* [Your task]
Reproduce each of the records below verbatim, leaving out the pictures.

(Object location entries for images)
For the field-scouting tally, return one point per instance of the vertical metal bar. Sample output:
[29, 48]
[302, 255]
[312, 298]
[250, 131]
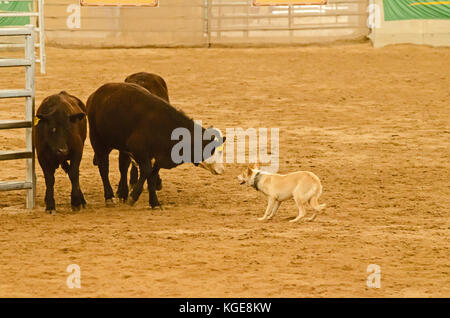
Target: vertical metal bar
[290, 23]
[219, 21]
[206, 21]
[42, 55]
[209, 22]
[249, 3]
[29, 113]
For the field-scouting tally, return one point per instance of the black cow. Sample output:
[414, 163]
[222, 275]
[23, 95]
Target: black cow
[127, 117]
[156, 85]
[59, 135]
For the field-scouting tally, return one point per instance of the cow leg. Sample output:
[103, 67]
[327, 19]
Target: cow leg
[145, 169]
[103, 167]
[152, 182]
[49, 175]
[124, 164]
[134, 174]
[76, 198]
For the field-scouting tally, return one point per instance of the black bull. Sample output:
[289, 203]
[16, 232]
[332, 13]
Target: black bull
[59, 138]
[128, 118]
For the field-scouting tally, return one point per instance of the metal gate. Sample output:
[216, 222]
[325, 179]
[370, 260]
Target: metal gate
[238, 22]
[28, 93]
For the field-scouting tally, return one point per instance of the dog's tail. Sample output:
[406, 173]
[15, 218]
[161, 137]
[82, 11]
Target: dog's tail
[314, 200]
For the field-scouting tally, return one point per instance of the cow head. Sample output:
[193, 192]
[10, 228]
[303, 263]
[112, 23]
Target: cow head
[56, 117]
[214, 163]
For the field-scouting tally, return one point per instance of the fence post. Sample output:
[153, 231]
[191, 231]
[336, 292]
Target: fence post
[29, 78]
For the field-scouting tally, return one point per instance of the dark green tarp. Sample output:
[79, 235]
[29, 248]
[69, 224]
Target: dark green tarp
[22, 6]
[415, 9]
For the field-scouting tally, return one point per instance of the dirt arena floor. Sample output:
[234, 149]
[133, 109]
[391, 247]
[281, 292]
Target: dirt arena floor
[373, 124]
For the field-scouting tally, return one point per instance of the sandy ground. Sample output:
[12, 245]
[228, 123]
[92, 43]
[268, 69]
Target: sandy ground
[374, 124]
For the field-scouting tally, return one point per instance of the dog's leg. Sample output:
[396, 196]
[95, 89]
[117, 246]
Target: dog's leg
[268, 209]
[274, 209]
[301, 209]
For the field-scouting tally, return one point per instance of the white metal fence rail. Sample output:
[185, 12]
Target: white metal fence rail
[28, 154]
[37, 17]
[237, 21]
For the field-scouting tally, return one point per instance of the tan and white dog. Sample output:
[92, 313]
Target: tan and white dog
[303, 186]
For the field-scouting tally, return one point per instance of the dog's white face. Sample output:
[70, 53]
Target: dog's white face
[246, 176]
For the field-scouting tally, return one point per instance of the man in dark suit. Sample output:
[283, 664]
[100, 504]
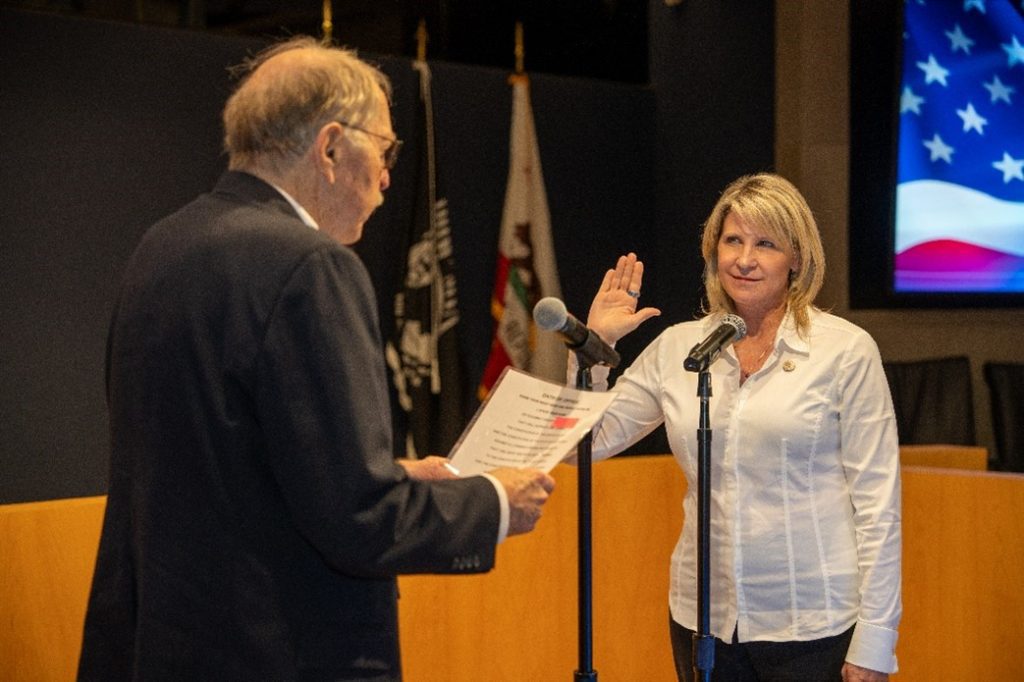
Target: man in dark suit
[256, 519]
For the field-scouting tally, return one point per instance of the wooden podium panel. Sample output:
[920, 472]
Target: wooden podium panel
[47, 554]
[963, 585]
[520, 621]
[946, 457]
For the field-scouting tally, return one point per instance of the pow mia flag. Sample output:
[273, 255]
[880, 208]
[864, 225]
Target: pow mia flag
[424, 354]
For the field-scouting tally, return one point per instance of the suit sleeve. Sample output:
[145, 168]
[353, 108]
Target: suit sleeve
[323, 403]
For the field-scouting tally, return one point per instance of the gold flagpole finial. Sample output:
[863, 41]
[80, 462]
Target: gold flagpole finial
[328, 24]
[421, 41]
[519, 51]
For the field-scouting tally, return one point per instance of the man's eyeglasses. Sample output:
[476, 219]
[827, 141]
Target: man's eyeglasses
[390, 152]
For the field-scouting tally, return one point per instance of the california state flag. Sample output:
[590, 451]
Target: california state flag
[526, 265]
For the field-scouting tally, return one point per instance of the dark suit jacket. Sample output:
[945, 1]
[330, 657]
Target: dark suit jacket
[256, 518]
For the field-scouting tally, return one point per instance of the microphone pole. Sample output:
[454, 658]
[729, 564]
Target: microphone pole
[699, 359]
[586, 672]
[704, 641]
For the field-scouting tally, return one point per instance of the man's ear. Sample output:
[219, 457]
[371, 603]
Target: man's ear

* [Output below]
For the field-scouting tally, return one point per instance of the vertical metal bar. Sample output:
[29, 48]
[302, 255]
[312, 298]
[250, 131]
Target: vertical metal bar
[290, 23]
[219, 21]
[206, 21]
[42, 55]
[209, 22]
[249, 3]
[29, 113]
For the field-scouting tally, return one point per instance of the black cow. Sample output:
[414, 163]
[222, 275]
[23, 95]
Target: black cow
[127, 117]
[156, 85]
[59, 135]
For the field-scouting tally, return one point per instance of the cow leg. Sample output:
[103, 67]
[327, 19]
Target: cow leg
[145, 169]
[103, 167]
[152, 182]
[49, 175]
[124, 164]
[134, 174]
[76, 198]
For the field-scouting tally, return one point per instance of the black bull. Sample output:
[289, 203]
[16, 232]
[332, 13]
Target: black bull
[59, 138]
[128, 118]
For the field-scouting tally, return one point per instance of the metal gate. Sample output:
[216, 222]
[325, 179]
[370, 260]
Target: metal gate
[238, 22]
[28, 93]
For the field-scouting tally, return one point per instance of the dog's tail. Sample output:
[406, 173]
[15, 218]
[161, 137]
[82, 11]
Target: dog's tail
[314, 200]
For the field-scouting tally, return one point per instance of the cow head. Sample output:
[193, 192]
[10, 228]
[303, 263]
[112, 23]
Target: cow head
[56, 117]
[214, 163]
For the field-scouting tally, return one point per instance of the fence post. Sample output:
[153, 231]
[191, 231]
[336, 292]
Target: fence post
[29, 78]
For the field-scouting tally, return one point per instance of the dark green tarp. Sample output:
[79, 235]
[29, 248]
[69, 224]
Target: dark green tarp
[22, 6]
[415, 9]
For the field-scouting tally, return one point per instance of the dirt arena floor. Sample output:
[234, 149]
[133, 109]
[391, 247]
[281, 292]
Target: dirt arena floor
[373, 124]
For the field-scouting tally, return one point per instance of the sandy ground. Sample output:
[12, 245]
[228, 123]
[92, 43]
[268, 69]
Target: sandy ground
[374, 124]
For the field-scouting tally, return one point per instance of the dog's leg. Sample output:
[396, 196]
[95, 89]
[117, 246]
Target: dog's leg
[268, 209]
[274, 209]
[301, 209]
For the field-scouting tally, return one point per instance of the white metal fence rail. Sample output:
[185, 12]
Target: white metal fence rail
[28, 154]
[37, 17]
[237, 21]
For the field-scouting tally, return one point per instance of the tan and white dog. Sample output:
[92, 313]
Target: tan and white dog
[303, 186]
For the field-scouting tally, return one point per instance of the dog's white face. Sample output:
[70, 53]
Target: dog's white face
[246, 176]
For the field-scouting tally, return one point per instance of the man in dark suit. Sample output:
[283, 664]
[100, 504]
Target: man in dark suit
[256, 519]
For the field-scouting tally, return one point per instance of the wooden podium panel. Sample output:
[920, 472]
Target: wooden podium panel
[47, 554]
[963, 585]
[520, 621]
[946, 457]
For the field-scouting tally, return one point per instance of the pow mia flag. Sample output:
[273, 255]
[880, 208]
[864, 225]
Target: pow mia flag
[424, 354]
For the field-scouting tally, return one point per instance of the suit sleeve. Sample output:
[145, 168]
[353, 108]
Target: suit sleeve
[323, 403]
For the field-scouting tally, return one point per instance of the gold flagpole finial. Sample output:
[863, 41]
[80, 462]
Target: gold flagpole finial
[328, 24]
[421, 41]
[519, 51]
For the field-scouting tally, return one point per instance of the man's eyeglasses. Sample output:
[476, 219]
[827, 141]
Target: man's eyeglasses
[390, 152]
For the field-scouting tally, return one point per instance of the california state flag. Sample output:
[590, 451]
Target: california state flag
[526, 265]
For the field-scouting tally, return one point per instance of the dark suit jacket. Sample output:
[945, 1]
[330, 657]
Target: dark suit jacket
[256, 518]
For the field-scouting tally, return one point per instance of the microphone pole. Sample output:
[454, 658]
[729, 564]
Target: microphone pole
[699, 359]
[586, 672]
[704, 641]
For the field-scouting tally, return one point per instance of the man's ear. Sample output:
[219, 457]
[371, 603]
Target: man's ear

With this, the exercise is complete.